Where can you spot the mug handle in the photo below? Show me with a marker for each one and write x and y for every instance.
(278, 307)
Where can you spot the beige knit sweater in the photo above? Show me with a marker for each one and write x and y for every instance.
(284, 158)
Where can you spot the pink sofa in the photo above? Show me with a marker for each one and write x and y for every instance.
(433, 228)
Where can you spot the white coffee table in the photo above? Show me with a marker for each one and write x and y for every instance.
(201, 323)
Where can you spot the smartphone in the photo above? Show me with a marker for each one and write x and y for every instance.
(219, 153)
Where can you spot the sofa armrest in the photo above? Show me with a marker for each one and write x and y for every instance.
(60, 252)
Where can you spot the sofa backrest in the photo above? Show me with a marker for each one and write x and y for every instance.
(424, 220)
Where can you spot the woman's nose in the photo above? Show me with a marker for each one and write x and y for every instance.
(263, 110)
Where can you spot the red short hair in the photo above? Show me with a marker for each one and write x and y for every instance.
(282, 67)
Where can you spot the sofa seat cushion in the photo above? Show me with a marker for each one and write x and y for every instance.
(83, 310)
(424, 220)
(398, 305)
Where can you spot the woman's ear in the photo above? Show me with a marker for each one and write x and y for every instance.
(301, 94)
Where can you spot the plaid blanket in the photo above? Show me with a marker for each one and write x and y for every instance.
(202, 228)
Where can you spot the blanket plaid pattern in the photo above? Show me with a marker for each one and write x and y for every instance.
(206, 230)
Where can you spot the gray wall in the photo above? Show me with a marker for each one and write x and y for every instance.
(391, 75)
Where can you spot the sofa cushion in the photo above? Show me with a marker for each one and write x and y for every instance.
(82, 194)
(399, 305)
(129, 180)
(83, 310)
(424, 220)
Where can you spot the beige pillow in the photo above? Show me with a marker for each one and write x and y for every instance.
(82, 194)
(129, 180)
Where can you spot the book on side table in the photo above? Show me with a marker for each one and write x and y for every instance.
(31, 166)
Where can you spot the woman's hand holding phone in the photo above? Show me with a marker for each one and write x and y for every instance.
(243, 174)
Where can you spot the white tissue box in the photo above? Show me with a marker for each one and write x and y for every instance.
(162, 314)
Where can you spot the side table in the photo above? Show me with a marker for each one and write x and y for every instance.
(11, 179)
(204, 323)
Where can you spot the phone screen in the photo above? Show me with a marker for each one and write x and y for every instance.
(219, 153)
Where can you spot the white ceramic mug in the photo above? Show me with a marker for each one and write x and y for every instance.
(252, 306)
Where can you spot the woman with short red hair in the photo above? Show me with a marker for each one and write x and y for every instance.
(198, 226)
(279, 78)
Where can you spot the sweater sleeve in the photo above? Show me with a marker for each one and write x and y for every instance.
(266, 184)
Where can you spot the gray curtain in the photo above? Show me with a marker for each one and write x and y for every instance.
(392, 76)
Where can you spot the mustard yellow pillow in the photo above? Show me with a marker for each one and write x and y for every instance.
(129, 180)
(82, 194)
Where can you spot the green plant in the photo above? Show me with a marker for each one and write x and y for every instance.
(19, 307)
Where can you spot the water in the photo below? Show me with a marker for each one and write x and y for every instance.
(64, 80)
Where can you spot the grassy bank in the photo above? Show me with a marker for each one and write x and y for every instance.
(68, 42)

## The exercise
Extract each line of the listing above, copying it word for word.

## Exercise solution
Where can you spot the mug handle in the photo below? Show me with a marker for each one and write x and y for every instance.
(278, 307)
Where can you spot the beige knit sweater in the photo above? Show me with a marker for each one and write x and y for every instance.
(284, 158)
Where can you spot the pink sofa in the photo above? Show me with a marker for each one and write x and y for every instance.
(433, 228)
Where can you spot the white coffee table in the photo above? Show me with a marker for each one and write x and y for every instance.
(201, 323)
Where can you spot the smartphone in the photo above? Show me with a marker for each one and write x and y for every instance.
(219, 153)
Where can you spot the sofa armrest in the photo above? Show me with a marker for each one and write x and y for every instance.
(60, 252)
Where can you spot the sofa backrest in the photo above? Show me with a marker for each one and write x and y for every instance.
(424, 220)
Where can you spot the woman's nose in the photo above? Show me with a marker for each one and write x and y for every instance.
(263, 110)
Where can you spot the red short hair in the photo above? Show me with a marker for each one and write x and y for every instance.
(282, 67)
Where can you spot the sofa seat cushion in the photo above? Show me with a marker for each one and write x and y for every instance.
(83, 310)
(424, 220)
(398, 305)
Where can you spot the woman's ear in the photo above? Show me with a marker for each one and write x and y for every instance.
(301, 94)
Where can you spot the plaid blanket in the photo above? Show me with a marker for each one and write x and y for every instance.
(202, 228)
Where can you spot the blanket plaid pattern in the photo above? Show me with a marker for each one and write x and y for every instance.
(206, 230)
Where can you spot the gray wall in the photo above? Show me with a marker for each one and write x and y for every instance.
(391, 75)
Where can you spot the sofa cushion in the photo above? Show me with a marker for each one and write x and y for every instance.
(82, 194)
(399, 305)
(129, 180)
(83, 310)
(424, 220)
Where can you spot the beige pillow in the photo above? Show me with a marker for each one and write x and y for every instance.
(82, 194)
(129, 180)
Where can you spot the book on side table in the photo above? Show me with a marker for each one and write x and y for every instance.
(31, 166)
Where can you spot the woman's hand holding phone in the photo above? Show me with a marker for each one and write x and y for every instance.
(243, 174)
Where can you spot the white tissue box in the photo above? Show me with a marker for each one and write x and y for every instance.
(162, 314)
Where can you spot the side table in the photo above? Show me with a marker for each one and write x and y for every instance.
(11, 179)
(204, 323)
Where can you spot the phone screen in the photo above? Show me with a marker for each one and write x and y for every instance.
(219, 153)
Where can you spot the white ceramic mug in the photo above? Show me with a marker for each one and write x and y for every instance.
(252, 306)
Where can you spot the woman with short red hair in the photo above? Show me with a marker for each one and write x and y for every instance.
(198, 226)
(279, 78)
Where can you spot the sweater sleeve in the photo above? Show me with a marker for each one and write x and y for every instance.
(266, 184)
Where can you spot the gray curtain in the photo above? Show me with a marker for each one and write x and y for every instance.
(392, 76)
Where can you spot the mustard yellow pillow in the photo above? Show me with a marker for each one and write x and y for every instance.
(129, 180)
(82, 194)
Where can you spot the green plant in the photo above? Show me with a marker for each one and write x and y for every instance.
(19, 307)
Where can you spot the water in the photo below? Show me with a marker for each one and write x and y for every instance.
(64, 80)
Where can you spot the grassy bank in the photo above? Show me with a marker for each one and write x and y for every instance.
(68, 42)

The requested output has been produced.